> [What is required] Write out every one of the records below word for word, keeping each line unchanged.

A block of data
--

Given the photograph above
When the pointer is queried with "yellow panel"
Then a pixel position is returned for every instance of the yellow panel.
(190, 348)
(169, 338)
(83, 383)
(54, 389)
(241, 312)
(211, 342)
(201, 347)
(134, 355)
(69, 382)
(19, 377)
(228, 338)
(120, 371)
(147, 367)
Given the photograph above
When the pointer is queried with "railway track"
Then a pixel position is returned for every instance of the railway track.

--

> [Result for this task]
Given the photograph above
When the pointer is queried with "yellow panel"
Then a pixel position is returned for every instance of the yellow panel.
(190, 348)
(169, 338)
(83, 383)
(54, 389)
(241, 312)
(211, 342)
(201, 347)
(134, 355)
(69, 382)
(19, 377)
(228, 338)
(120, 371)
(147, 367)
Given the photograph above
When the pointer is queried with "railway track"
Then a pixel position is returned for every instance of the railway track.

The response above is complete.